Holder is suspected of visiting the condo about once a month, allegedly using each trip to smuggle home an estimated 2,000 to 5,000 pills.
Chaffin said witnesses have told his office that Holder often gets out and crosses the U.S.-Mexico border on foot in order to avoid attention on the car being driven by an associate.
His last trip to Mexico was in June. According to Chaffin, he crossed the border within a minute of his wife, who was driving.
Once back in Colorado, Chaffin alleged Holder sells the blue pills — which are disguised to look like oxycontin pills and which have been referred to in other hearings by the street name "smurfs" because of their color — for upwards of $20 each.
Chaffin said he has evidence of Holder making large cash deposits into bank accounts during periods that he reported no income.

EXERCISE AIM → Rewrite the passage about the alleged pill smuggling between "Holder is suspected" and "reported no income.", inclusive, putting "tablets" in place of "pills".

DATA SHOWN →

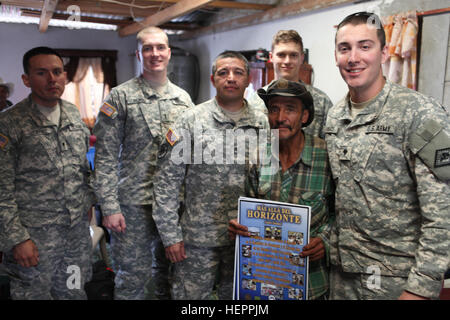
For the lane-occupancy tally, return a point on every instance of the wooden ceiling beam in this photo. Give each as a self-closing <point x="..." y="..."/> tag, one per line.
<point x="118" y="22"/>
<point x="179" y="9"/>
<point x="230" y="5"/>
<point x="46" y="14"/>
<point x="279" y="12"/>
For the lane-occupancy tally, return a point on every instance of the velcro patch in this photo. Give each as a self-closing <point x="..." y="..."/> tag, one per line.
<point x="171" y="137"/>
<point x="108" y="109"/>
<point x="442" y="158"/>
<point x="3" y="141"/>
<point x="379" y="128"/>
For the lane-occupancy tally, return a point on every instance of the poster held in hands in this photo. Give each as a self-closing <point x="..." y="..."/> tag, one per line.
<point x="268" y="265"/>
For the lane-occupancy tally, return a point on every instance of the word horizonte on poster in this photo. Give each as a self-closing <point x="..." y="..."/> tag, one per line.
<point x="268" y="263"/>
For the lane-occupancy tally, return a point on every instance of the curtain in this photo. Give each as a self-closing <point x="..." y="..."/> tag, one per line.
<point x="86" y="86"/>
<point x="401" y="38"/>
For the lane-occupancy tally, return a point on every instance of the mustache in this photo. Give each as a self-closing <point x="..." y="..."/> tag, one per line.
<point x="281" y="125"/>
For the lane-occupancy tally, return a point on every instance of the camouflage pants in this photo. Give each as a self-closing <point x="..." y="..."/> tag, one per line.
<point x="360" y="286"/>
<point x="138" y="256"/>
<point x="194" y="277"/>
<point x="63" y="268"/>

...

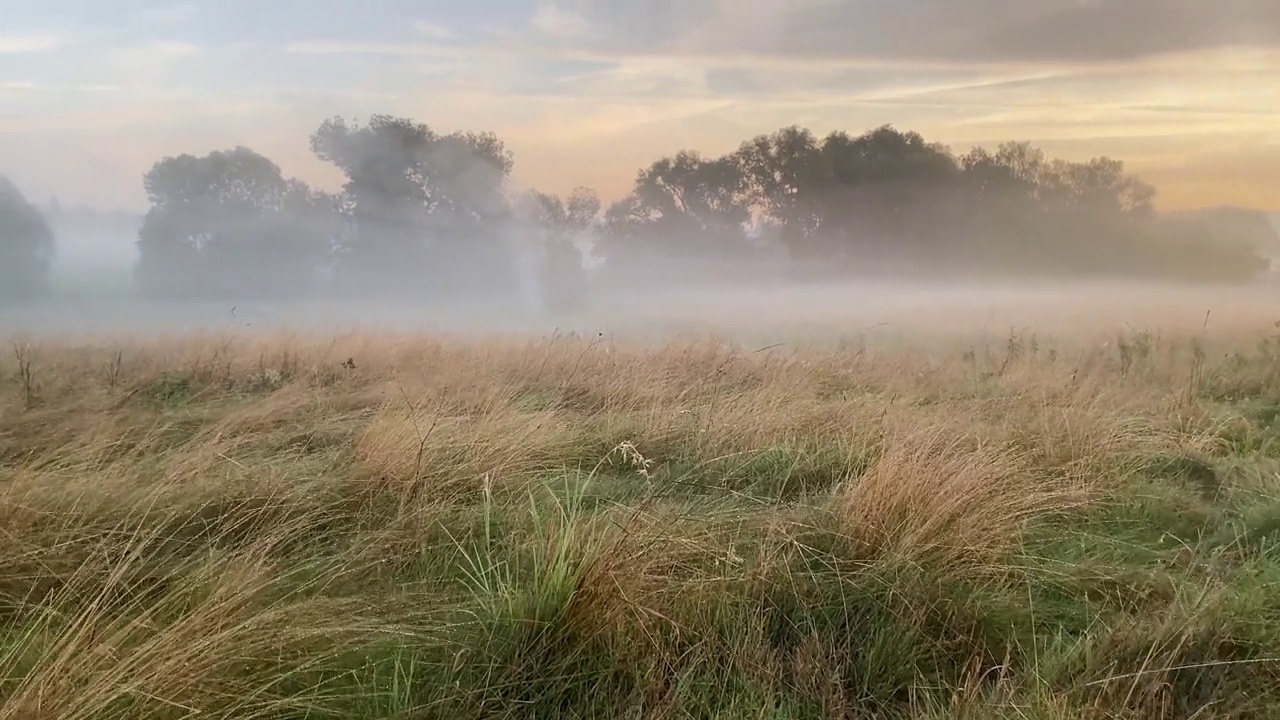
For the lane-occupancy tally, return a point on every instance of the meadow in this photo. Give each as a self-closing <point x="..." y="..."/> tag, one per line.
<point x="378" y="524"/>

* * *

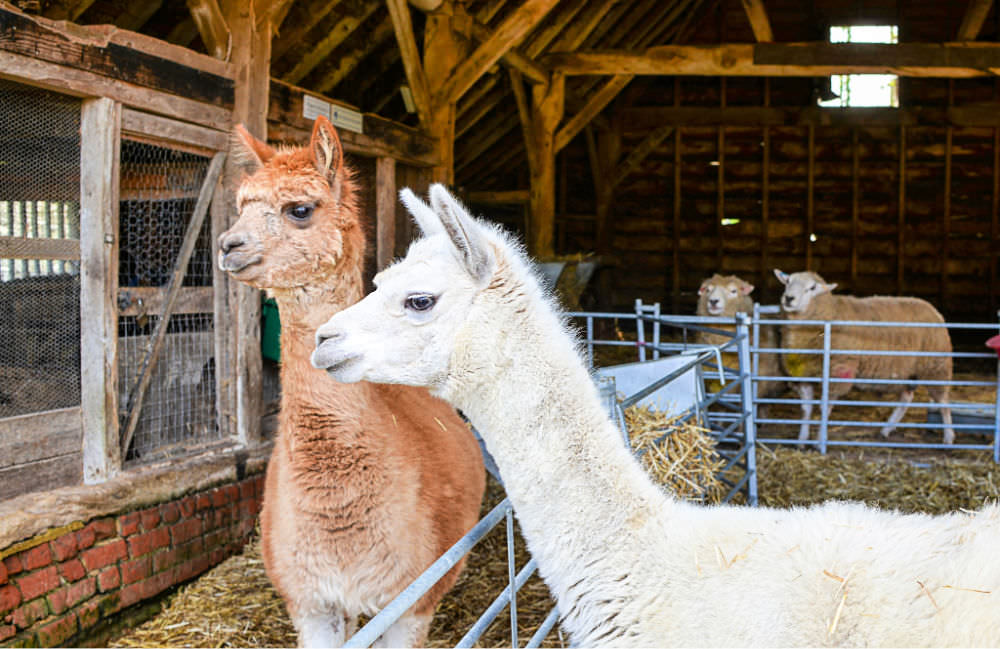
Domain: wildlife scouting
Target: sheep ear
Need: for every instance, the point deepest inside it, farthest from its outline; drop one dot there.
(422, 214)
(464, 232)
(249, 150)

ANSWER FOR THE TASK →
Holder is suspected of visiting the condo about once a month, allegedly using each trip to smuggle home an estimated 2,000 to 5,000 tablets.
Chaffin said witnesses have told his office that Holder often gets out and crosses the U.S.-Mexico border on foot in order to avoid attention on the car being driven by an associate.
His last trip to Mexico was in June. According to Chaffin, he crossed the border within a minute of his wife, who was driving.
Once back in Colorado, Chaffin alleged Holder sells the blue tablets — which are disguised to look like oxycontin tablets and which have been referred to in other hearings by the street name "smurfs" because of their color — for upwards of $20 each.
Chaffin said he has evidence of Holder making large cash deposits into bank accounts during periods that he reported no income.